» Exercise description
Transcribe the entries exactly. Start at the top, stop after the line with "Target: man's dark wavy hair", and omit every picture.

» Source records
'''
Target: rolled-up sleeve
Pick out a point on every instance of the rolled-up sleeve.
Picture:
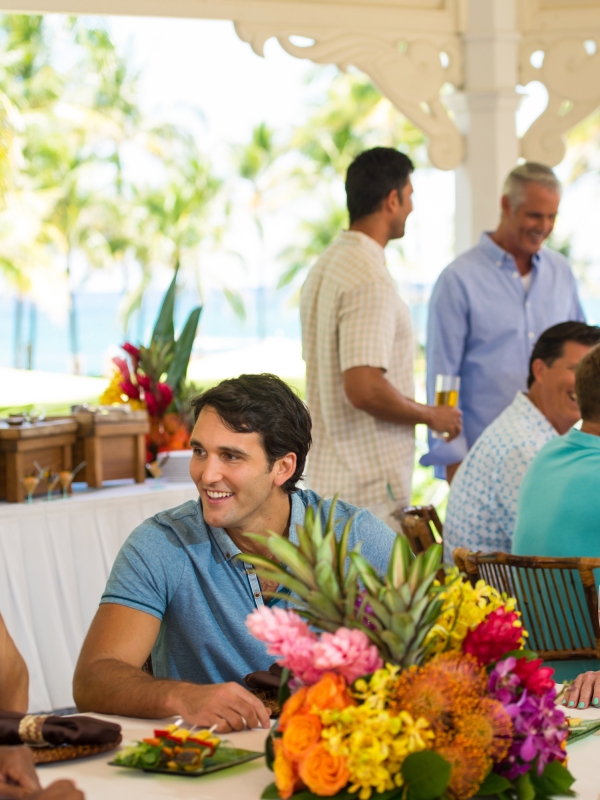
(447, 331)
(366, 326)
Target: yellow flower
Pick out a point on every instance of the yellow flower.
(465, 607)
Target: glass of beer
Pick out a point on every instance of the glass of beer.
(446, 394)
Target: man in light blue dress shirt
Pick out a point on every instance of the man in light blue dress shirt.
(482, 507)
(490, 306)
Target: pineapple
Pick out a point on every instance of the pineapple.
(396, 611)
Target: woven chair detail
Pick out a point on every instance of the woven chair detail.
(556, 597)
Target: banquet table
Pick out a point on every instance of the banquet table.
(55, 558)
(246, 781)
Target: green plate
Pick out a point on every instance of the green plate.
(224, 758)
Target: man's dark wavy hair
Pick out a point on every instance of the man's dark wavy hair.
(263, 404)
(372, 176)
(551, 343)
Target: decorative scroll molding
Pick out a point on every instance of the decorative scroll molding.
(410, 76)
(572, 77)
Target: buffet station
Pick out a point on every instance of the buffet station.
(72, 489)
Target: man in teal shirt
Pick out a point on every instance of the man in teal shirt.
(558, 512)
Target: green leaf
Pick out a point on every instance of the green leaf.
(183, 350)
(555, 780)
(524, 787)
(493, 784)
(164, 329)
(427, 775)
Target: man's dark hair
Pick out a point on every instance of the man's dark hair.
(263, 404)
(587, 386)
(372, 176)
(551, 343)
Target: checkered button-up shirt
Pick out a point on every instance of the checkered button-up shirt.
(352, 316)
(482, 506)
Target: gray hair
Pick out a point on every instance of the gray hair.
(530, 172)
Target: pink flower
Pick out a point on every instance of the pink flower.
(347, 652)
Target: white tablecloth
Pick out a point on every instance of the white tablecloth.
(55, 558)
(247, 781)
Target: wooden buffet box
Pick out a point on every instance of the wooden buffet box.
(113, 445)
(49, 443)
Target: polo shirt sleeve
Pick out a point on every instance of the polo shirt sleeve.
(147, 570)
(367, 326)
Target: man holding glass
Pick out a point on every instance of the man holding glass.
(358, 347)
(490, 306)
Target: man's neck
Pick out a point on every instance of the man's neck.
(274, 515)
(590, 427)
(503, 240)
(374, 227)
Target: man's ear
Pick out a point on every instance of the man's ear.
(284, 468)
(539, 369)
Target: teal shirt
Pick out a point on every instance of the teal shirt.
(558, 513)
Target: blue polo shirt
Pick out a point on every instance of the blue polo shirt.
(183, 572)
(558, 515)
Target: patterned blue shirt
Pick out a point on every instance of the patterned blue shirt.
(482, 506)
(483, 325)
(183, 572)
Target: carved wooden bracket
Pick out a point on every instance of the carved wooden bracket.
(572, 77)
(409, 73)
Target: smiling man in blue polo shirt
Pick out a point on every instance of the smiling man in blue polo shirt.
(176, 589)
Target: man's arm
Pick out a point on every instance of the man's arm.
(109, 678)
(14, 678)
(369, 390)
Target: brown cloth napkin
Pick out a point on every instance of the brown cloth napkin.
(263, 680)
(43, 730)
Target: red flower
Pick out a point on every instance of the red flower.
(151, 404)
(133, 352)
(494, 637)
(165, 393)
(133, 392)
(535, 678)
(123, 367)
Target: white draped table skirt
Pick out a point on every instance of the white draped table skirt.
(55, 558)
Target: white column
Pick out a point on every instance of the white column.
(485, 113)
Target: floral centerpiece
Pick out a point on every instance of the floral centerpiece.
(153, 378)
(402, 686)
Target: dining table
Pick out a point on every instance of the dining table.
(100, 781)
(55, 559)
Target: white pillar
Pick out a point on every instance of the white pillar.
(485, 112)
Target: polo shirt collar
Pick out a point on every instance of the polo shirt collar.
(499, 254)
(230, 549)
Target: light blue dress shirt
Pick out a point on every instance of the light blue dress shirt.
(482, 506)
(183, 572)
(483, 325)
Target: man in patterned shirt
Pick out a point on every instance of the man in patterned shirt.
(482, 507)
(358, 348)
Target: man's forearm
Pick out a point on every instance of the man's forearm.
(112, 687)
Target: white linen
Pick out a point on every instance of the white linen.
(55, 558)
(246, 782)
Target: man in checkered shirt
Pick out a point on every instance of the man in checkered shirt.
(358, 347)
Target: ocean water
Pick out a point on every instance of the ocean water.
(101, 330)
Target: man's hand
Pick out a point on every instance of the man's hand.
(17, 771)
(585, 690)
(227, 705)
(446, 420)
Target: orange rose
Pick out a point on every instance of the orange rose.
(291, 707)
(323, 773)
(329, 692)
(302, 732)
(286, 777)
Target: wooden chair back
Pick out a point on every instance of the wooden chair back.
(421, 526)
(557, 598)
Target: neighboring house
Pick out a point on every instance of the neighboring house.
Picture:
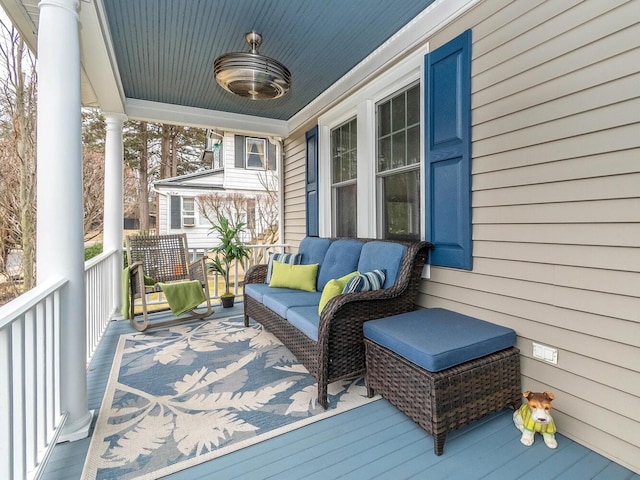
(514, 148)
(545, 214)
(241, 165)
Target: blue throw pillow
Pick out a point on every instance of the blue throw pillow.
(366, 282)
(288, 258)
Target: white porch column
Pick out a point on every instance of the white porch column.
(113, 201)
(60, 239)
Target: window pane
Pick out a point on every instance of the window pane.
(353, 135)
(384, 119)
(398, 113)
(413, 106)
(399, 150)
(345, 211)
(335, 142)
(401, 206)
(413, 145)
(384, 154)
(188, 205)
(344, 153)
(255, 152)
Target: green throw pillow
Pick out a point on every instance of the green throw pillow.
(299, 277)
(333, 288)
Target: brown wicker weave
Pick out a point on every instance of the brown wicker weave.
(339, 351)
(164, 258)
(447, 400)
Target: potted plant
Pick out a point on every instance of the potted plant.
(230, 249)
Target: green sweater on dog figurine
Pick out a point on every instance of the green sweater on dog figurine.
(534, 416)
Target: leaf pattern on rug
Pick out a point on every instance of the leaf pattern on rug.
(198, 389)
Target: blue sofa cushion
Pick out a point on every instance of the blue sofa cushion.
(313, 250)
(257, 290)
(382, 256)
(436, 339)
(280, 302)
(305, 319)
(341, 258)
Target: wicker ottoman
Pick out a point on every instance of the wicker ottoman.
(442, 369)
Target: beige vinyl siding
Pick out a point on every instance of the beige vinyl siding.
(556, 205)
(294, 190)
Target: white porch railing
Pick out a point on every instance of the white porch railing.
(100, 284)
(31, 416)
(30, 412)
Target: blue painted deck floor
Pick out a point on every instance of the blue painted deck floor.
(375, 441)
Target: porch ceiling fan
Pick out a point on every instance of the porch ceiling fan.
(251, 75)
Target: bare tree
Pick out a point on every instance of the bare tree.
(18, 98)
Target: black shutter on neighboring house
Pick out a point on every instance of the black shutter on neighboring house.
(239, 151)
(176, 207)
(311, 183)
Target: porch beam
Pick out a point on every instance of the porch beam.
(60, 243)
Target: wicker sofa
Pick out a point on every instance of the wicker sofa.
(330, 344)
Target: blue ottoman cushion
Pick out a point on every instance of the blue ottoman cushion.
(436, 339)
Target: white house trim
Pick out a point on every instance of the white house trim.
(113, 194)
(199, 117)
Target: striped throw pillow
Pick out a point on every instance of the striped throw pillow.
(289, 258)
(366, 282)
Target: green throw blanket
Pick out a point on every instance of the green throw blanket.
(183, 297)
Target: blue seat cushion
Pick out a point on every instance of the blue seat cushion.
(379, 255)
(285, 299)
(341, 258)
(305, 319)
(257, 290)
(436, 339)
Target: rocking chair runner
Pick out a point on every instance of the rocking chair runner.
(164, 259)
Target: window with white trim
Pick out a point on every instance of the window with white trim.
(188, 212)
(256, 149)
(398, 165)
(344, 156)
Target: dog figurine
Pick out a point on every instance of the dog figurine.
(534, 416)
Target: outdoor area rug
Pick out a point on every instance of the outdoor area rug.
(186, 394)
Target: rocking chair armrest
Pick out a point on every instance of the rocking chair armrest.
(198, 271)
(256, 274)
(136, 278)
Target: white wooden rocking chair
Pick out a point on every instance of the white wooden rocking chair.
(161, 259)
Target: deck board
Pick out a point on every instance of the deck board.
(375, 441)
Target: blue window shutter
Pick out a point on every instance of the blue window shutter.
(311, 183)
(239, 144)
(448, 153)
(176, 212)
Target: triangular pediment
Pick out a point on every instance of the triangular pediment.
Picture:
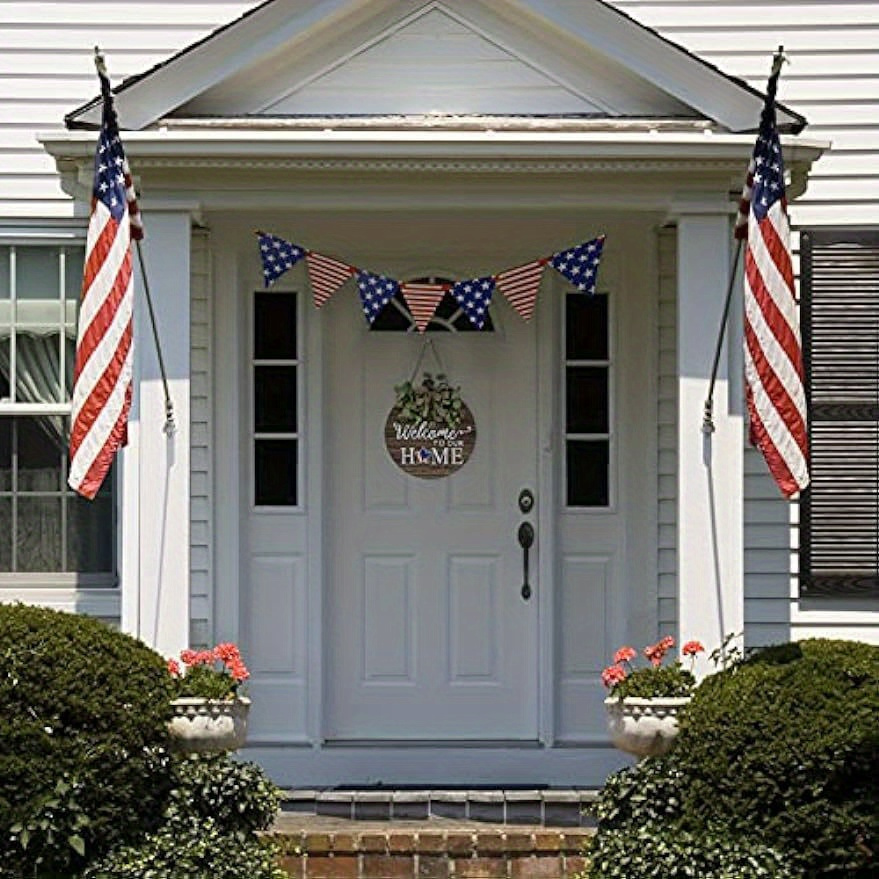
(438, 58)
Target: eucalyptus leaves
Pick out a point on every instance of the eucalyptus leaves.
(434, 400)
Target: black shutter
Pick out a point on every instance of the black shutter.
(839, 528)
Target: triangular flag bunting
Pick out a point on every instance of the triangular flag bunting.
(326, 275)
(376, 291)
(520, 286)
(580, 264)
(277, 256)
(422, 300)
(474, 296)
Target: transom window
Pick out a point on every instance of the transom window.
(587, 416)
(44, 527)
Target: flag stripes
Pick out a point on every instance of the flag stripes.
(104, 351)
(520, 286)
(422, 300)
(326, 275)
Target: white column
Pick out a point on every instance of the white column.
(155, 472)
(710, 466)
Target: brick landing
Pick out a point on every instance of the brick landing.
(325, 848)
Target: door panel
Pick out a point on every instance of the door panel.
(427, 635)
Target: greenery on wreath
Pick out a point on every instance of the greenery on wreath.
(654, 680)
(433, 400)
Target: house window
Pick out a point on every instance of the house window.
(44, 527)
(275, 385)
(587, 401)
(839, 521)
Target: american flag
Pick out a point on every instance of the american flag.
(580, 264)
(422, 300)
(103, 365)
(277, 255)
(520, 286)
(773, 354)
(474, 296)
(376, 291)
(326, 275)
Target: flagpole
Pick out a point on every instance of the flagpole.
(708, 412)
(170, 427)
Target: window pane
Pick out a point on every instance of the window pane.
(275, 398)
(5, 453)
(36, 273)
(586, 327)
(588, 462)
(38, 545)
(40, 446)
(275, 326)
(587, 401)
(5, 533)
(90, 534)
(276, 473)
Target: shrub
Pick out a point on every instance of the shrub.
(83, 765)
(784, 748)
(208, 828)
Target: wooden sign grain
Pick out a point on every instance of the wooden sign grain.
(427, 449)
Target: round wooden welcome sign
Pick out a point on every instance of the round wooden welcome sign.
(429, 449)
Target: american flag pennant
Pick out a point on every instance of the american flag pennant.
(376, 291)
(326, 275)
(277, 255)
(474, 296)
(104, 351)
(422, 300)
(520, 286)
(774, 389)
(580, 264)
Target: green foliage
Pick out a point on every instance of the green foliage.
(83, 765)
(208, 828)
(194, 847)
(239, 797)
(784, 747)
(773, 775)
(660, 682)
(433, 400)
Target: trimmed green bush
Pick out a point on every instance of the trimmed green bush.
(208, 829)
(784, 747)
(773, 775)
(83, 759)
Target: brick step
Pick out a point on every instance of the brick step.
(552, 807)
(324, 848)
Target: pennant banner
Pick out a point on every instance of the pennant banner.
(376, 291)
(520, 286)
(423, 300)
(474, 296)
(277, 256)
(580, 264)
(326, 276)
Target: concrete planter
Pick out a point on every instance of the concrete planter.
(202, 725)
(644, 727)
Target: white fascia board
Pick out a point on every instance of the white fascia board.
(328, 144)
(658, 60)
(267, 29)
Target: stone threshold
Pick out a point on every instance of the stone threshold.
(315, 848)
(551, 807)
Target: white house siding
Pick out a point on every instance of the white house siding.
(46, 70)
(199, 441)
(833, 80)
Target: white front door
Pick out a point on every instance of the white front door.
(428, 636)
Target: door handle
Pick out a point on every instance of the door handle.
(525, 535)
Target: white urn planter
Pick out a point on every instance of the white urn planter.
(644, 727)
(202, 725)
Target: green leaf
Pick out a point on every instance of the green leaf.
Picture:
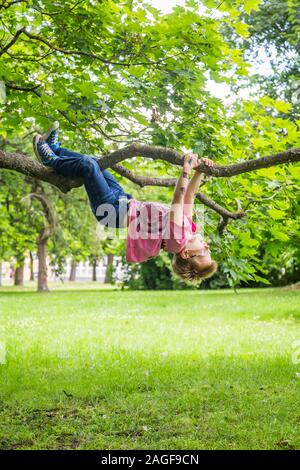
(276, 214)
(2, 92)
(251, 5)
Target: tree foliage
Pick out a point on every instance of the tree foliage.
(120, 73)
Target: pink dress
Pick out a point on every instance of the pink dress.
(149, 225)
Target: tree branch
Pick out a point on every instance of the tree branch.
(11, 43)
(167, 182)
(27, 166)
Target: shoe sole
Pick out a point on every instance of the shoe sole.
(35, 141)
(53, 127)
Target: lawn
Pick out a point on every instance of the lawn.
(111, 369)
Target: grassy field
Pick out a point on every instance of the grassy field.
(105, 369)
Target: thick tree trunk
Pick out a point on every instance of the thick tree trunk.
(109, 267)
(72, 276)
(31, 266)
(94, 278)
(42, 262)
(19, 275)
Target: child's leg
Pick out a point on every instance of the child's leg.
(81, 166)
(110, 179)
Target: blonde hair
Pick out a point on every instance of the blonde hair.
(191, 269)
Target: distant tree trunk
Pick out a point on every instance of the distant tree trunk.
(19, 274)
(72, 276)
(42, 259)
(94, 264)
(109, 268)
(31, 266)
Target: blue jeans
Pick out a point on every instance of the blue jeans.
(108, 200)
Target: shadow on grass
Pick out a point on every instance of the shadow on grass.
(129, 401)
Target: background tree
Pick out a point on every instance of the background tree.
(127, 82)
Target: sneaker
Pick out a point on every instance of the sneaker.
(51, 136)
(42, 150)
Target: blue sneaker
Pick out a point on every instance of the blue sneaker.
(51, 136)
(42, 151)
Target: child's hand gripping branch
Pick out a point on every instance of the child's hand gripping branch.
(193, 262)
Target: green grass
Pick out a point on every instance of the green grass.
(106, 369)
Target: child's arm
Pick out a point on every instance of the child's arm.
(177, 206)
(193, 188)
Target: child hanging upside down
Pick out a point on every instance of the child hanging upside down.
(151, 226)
'''
» Result for this task
Target: rolled-up sleeve
Pick out a point on every instance of the rolled-up sleeve.
Picture:
(447, 331)
(366, 326)
Target: yellow flower
Pick out a point on every instance of the yellow flower.
(465, 607)
Target: glass of beer
Pick out a point on every instance of the glass of beer.
(446, 394)
Target: man in light blue dress shirt
Pick out a point on every instance of the man in light blue dress shirt.
(482, 507)
(490, 306)
Target: pineapple
Pick out a point on every instance of the pineapple.
(396, 611)
Target: woven chair detail
Pick out a point on every instance of the woven chair detail.
(556, 597)
Target: banquet table
Pick out a point on every instance of the banquet table.
(55, 558)
(246, 781)
Target: green plate
Pick out a point on every instance of the green plate.
(224, 758)
Target: man's dark wavy hair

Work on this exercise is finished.